(Given problem): Lay out the lines from the one containing "Target: wooden cutting board" through the last line, both ends included, as a JSON list of strings with one string per line and blank lines skipped. Leave the pictures out.

(Supplied material):

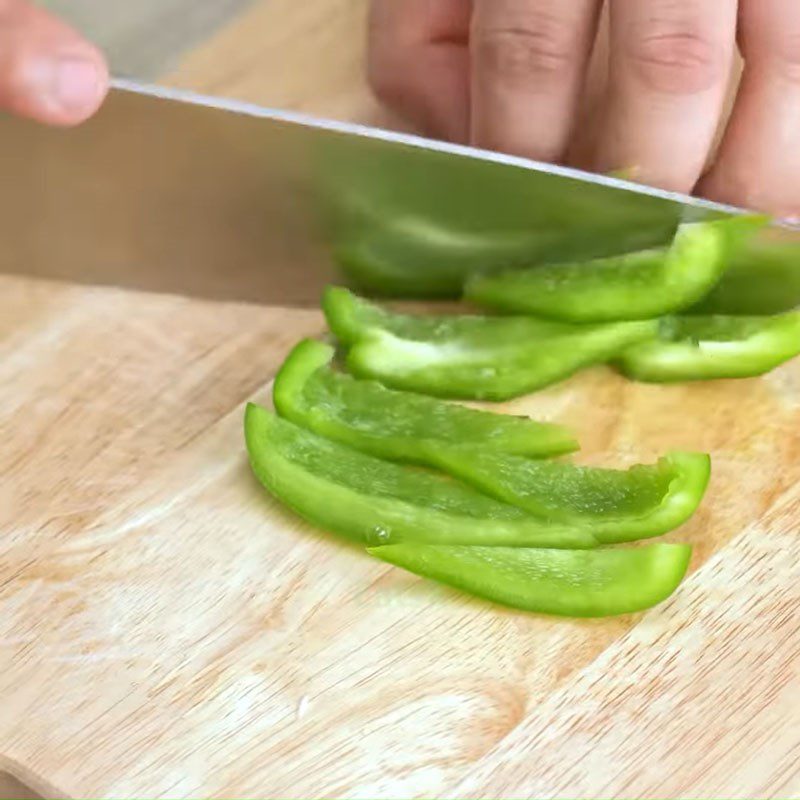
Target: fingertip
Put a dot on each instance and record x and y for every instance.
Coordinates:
(48, 72)
(64, 88)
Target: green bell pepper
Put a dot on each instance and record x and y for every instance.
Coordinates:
(638, 285)
(375, 501)
(615, 505)
(589, 583)
(763, 278)
(706, 348)
(470, 357)
(397, 425)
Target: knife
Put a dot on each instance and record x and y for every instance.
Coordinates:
(171, 191)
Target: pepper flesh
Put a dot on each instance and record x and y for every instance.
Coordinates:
(762, 278)
(375, 501)
(470, 357)
(397, 425)
(714, 347)
(639, 285)
(589, 583)
(615, 505)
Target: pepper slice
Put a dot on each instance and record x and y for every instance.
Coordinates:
(763, 278)
(593, 583)
(639, 285)
(706, 348)
(374, 501)
(397, 425)
(615, 505)
(470, 357)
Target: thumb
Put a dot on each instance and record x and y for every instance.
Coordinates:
(48, 72)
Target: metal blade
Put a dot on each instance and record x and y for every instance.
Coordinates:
(171, 191)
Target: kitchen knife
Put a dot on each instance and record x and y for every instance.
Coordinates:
(171, 191)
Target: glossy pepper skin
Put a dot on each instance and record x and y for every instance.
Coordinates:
(470, 357)
(590, 583)
(615, 505)
(713, 347)
(400, 426)
(637, 285)
(763, 278)
(372, 501)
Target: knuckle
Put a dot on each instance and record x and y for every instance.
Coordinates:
(677, 60)
(544, 47)
(784, 53)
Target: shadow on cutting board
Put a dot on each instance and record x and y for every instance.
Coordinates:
(12, 789)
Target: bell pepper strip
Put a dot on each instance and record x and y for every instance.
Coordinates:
(638, 285)
(615, 505)
(574, 583)
(373, 501)
(400, 426)
(470, 357)
(713, 347)
(762, 278)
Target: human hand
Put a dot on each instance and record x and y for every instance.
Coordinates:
(47, 71)
(524, 77)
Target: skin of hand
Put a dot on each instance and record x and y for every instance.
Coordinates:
(48, 72)
(651, 88)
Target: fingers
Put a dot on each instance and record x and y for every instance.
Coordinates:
(669, 67)
(47, 71)
(758, 163)
(528, 63)
(418, 62)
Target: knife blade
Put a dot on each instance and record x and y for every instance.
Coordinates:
(172, 191)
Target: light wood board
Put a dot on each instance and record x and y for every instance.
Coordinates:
(166, 630)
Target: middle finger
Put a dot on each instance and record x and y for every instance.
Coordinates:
(529, 58)
(670, 61)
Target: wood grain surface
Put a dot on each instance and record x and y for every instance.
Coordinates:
(166, 630)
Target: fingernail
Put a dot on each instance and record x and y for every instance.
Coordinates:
(76, 84)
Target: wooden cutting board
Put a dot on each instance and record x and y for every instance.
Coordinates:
(166, 630)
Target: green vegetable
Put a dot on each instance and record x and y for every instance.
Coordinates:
(615, 505)
(638, 285)
(593, 583)
(704, 348)
(470, 357)
(397, 425)
(763, 278)
(374, 501)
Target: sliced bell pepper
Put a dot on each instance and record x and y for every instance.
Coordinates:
(589, 583)
(615, 505)
(375, 501)
(706, 348)
(470, 357)
(639, 285)
(762, 278)
(397, 425)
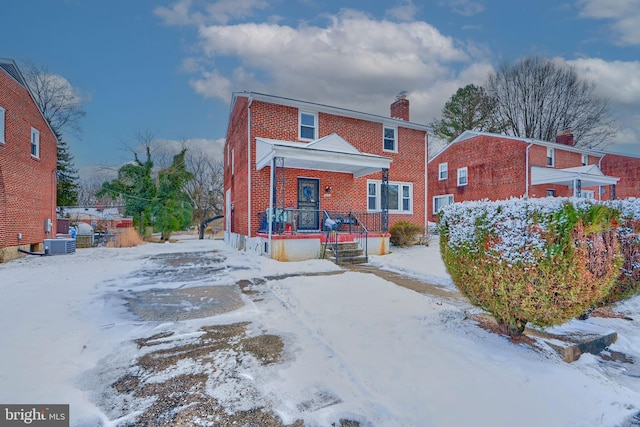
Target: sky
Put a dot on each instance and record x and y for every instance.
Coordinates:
(355, 346)
(167, 69)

(Result below):
[
  "Target: wooden cutting board",
  "Put a dot on each instance and record x and y for every instance.",
  "Coordinates:",
  "(166, 630)",
  "Target: green vegetable",
  "Put a dot on each instance and record x and y for every instance.",
  "Coordinates:",
  "(615, 505)",
  "(638, 285)",
  "(593, 583)",
  "(704, 348)",
  "(470, 357)",
  "(397, 425)",
  "(763, 278)",
  "(374, 501)",
  "Target: sliced bell pepper",
  "Put a dot on each instance and record x and y for every instance.",
  "Coordinates:",
  "(589, 583)",
  "(615, 505)",
  "(375, 501)",
  "(706, 348)",
  "(470, 357)",
  "(639, 285)",
  "(762, 278)",
  "(397, 425)",
  "Target: sky",
  "Put a dot on each instance and record x and y for every instance.",
  "Coordinates:",
  "(355, 346)",
  "(167, 69)"
]